===== Metin parçası

Kemal Kılıçdaroğlu, önceki gün Van’a, “Kürt açılımı” yapmaya gitti. Yanına mutemet bir iki adamını ve Kürt kontenjanından PM’ye soktuğu genel başkan yardımcısı Sezgin Tanrıkulu’nu aldı.
Sezgin Tanrıkulu’yla ilgili bir çift söz söylemem lazım.
Diyarbakırlı’dır.
Eski Baro Başkanı’dır
Duyarlıdır... Vicdanlıdır...
İcabında PKK’ya da mesafe koyabilmekte, Kürt partisinin kimi yanlışlarını çatır çatır yüzlerine vurmaktadır.
İyidir yani...
Fakat CHP’ye intisap ettikten sonra bu “duyarlı” ve “vicdanlı” insana bir şeyler oldu... Eski cabbar ve Kürt taleplerini çatır çatır savunan Sezgin Tanrıkulu gitti, CHP’nin “mavikan”larıyla da imtizaç edebileceğini gösteren suskun bir Sezgin Tanrıkulu geldi.
Daha doğrusu, temkinli...

==========
===== Sağlanan veriler

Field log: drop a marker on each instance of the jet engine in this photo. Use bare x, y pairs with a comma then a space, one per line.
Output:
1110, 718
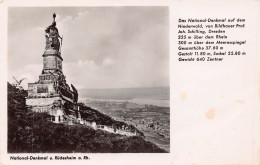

==========

Görevin amacı:
Kılıçdaroğlu'nun Van ziyaretini ve Sezgin Tanrıkulu'yu anlatan yazıyı, son cümlesinin ardından gelecek biçimde sürdürün. Veriler başka bir kaynaktan alınmıştır.

Beklenen çıktı:
Muhtemeldir ki, “Kürt sorununu biz çözeriz” diyen ama çözüm konusunda somut bir öneri getiremeyen Kemal Kılıdaroğlu’nun son dakikada şapkadan tavşan çıkarmasını bekliyor.
Oysa, ortada bir şapka yok.
Bir tavşan yok.
Kürt sorununu çözme konusunda samimi bir irade yok.
Tanrıkulu bunları bile bile CHP’ye destek veriyor, “CHP içinde de bir şeyler yapılabilir” samimi inancını taşıyor. Dilerim, hüsranla sonuçlanmaz bu zorlama birliktelik...
Birkaç demecini okumuştum...
Hepsi de “yasak savar” kabilinden ve Kürt meselesinin kronikleşmesinde kabahatin büyüğünü iktidar partisine yıkan sade suya tirit açıklamalardı... Yani, henüz CHP’li olmadan, henüz CHP’liler onu içine sindiremeden, ucuz tarafından CHP’lilik yapıyordu ve bence ayıp ediyordu.
Kıstas Kürtler için bir şeyler yapmaksa; bugüne kadar Kürtler için hiçbir şey yapmamış, üstelik kendi hazırladığı raporu bile inkâr etmiş CHP, eleştirilerde “aslan payını” daha çok hak ediyordu.
Neyse, yine de severim kendisini...
Oturup konuşsak, eminim ki anlaşırız.
Kılıçdaroğlu’nun “açılım” çerçevesinde yaptığı geziye gelince...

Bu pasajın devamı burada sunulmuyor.